Dataset extract >>

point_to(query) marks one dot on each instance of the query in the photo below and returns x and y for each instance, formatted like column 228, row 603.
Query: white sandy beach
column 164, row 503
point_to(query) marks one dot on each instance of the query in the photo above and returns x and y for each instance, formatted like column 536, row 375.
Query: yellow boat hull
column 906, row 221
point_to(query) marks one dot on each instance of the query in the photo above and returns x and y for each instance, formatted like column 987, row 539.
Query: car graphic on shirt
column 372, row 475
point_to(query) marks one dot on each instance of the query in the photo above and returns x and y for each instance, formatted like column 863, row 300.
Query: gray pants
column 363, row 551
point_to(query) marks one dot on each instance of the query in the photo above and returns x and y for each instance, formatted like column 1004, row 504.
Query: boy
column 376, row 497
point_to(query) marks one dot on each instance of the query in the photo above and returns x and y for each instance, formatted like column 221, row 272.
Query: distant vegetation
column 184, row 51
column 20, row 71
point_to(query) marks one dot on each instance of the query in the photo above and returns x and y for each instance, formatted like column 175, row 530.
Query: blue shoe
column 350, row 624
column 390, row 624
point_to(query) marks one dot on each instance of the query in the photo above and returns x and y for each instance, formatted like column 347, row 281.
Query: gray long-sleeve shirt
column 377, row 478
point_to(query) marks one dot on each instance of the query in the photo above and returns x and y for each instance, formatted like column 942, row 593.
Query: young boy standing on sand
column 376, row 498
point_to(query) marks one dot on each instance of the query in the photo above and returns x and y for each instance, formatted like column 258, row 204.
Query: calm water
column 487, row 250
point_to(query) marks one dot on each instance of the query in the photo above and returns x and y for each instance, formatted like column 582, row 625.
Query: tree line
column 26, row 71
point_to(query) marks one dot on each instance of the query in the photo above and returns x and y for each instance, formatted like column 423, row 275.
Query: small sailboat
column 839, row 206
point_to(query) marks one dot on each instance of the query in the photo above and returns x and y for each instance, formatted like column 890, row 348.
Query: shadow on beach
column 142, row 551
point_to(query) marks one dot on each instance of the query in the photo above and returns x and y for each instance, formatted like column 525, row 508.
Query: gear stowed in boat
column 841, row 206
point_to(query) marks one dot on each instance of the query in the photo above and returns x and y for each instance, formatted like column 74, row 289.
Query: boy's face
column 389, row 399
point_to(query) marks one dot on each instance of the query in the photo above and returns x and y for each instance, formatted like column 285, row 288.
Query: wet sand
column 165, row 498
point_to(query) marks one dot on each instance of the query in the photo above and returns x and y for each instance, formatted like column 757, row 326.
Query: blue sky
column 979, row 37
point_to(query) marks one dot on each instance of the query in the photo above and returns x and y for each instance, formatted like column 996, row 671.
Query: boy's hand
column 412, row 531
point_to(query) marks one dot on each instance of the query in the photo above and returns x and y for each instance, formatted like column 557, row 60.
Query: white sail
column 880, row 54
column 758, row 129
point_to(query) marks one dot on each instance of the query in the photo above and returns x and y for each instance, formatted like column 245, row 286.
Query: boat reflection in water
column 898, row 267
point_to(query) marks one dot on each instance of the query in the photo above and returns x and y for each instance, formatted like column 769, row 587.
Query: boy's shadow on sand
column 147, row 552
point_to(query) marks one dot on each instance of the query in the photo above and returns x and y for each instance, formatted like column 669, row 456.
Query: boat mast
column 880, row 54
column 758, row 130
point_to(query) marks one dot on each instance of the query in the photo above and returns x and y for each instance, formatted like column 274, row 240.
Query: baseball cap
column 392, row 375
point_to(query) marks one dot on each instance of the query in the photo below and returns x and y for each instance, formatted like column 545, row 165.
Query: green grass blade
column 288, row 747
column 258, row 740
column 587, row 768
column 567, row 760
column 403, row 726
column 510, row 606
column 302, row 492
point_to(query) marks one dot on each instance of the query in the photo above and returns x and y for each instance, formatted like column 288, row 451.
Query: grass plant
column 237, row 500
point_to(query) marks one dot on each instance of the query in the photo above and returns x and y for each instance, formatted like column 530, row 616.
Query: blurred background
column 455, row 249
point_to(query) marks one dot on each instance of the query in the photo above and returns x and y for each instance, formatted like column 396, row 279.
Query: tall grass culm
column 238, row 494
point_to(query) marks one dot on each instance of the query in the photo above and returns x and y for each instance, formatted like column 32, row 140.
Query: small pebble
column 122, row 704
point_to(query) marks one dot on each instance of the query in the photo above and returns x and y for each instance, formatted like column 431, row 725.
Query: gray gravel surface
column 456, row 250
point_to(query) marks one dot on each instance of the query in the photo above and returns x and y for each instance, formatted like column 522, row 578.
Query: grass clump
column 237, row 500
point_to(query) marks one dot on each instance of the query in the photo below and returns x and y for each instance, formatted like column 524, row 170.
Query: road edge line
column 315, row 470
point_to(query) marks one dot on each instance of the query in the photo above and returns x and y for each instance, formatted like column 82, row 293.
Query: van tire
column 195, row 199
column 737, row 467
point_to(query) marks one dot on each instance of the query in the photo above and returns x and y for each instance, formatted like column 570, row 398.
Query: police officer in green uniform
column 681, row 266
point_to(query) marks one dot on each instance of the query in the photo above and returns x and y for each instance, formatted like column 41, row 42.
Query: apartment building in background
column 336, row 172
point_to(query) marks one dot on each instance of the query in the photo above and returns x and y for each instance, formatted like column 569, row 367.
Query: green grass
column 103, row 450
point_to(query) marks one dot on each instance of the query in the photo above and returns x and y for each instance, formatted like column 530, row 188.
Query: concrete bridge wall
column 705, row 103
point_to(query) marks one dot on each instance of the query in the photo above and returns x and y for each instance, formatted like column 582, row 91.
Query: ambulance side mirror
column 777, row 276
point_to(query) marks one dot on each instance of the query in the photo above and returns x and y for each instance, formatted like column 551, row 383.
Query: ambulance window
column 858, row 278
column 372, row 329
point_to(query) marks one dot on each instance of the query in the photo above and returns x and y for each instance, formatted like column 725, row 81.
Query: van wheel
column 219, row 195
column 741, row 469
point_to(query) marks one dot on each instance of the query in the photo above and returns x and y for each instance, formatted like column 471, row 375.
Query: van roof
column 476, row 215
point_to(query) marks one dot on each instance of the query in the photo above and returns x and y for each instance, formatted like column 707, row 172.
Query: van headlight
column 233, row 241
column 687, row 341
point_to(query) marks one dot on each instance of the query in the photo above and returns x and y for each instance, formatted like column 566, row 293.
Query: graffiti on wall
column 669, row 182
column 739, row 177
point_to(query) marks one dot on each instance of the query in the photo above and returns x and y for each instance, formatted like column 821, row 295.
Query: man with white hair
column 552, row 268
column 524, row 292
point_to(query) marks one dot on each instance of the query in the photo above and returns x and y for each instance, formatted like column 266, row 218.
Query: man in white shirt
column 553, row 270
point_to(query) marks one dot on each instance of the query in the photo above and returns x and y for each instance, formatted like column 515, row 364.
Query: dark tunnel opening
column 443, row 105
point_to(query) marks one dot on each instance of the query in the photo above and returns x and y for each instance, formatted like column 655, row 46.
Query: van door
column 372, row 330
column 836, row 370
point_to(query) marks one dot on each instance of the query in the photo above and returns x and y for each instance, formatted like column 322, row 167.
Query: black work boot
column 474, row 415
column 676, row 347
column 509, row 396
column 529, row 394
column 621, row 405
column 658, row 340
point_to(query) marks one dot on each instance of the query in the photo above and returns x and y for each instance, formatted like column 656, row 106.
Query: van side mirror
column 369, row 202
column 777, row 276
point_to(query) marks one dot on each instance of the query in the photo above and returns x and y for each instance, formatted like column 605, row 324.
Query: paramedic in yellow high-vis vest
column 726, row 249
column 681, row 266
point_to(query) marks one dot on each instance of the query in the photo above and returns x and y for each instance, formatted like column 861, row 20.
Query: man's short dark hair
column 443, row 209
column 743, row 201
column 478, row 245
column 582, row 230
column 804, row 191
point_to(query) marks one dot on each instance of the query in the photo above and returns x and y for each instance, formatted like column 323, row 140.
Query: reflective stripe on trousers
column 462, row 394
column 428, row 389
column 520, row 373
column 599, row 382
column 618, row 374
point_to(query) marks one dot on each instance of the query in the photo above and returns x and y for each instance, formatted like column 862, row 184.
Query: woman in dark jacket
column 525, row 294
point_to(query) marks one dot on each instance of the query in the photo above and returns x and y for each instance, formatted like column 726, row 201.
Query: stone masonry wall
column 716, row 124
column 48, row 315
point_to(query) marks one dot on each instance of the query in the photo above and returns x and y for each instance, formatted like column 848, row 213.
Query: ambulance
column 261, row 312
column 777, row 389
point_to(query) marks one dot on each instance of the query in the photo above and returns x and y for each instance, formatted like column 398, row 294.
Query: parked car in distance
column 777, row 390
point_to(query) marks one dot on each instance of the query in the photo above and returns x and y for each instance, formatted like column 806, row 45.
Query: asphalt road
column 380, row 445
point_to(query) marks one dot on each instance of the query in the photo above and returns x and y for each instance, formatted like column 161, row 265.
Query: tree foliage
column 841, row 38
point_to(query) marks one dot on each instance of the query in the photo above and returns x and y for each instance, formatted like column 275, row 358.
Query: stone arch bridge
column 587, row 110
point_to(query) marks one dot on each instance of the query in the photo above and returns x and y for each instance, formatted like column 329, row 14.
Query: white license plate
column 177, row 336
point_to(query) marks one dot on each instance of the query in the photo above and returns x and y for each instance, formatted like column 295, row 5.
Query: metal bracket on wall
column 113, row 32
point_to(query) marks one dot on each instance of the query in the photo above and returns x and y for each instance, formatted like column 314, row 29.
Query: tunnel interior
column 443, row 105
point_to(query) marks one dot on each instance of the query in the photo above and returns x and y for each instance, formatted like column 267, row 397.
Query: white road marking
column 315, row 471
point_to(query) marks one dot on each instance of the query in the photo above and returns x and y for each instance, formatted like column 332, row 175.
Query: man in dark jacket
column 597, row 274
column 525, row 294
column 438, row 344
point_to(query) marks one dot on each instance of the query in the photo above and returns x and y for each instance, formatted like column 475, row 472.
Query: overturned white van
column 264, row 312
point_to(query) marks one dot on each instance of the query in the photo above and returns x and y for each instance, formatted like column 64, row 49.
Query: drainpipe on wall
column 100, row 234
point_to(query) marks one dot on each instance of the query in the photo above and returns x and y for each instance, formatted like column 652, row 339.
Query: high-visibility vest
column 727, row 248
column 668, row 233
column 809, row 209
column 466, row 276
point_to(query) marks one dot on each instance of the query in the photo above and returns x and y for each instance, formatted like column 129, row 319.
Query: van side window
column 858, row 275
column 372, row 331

Exercise task >> Turn the lines between the line containing "525, row 508." and the line containing "column 898, row 267", inclusive, into a Markdown table with the columns Row and Text, numbering each line and leaving out any blank lines.

Task result >>
| Row | Text |
|---|---|
| 1 | point_to(query) marks one dot on each instance of the query in the photo above and returns x and y for each instance, formatted like column 525, row 508. |
| 2 | Query: gear stowed in boat |
| 3 | column 841, row 206 |
| 4 | point_to(query) marks one dot on each instance of the query in the photo above and returns x and y for each instance, formatted like column 74, row 289. |
| 5 | Query: boy's face |
| 6 | column 389, row 399 |
| 7 | point_to(query) marks one dot on each instance of the query in the photo above and returns x and y for each instance, formatted like column 285, row 288. |
| 8 | Query: wet sand |
| 9 | column 165, row 498 |
| 10 | point_to(query) marks one dot on each instance of the query in the photo above and returns x and y for each instance, formatted like column 757, row 326. |
| 11 | Query: blue sky |
| 12 | column 979, row 37 |
| 13 | point_to(query) marks one dot on each instance of the query in the photo above and returns x and y for each instance, formatted like column 996, row 671. |
| 14 | Query: boy's hand |
| 15 | column 412, row 531 |
| 16 | point_to(query) marks one dot on each instance of the query in the photo above and returns x and y for each instance, formatted like column 557, row 60. |
| 17 | Query: white sail |
| 18 | column 880, row 54 |
| 19 | column 758, row 129 |
| 20 | point_to(query) marks one dot on each instance of the query in the photo above and returns x and y for each instance, formatted like column 245, row 286. |
| 21 | Query: boat reflection in water |
| 22 | column 898, row 267 |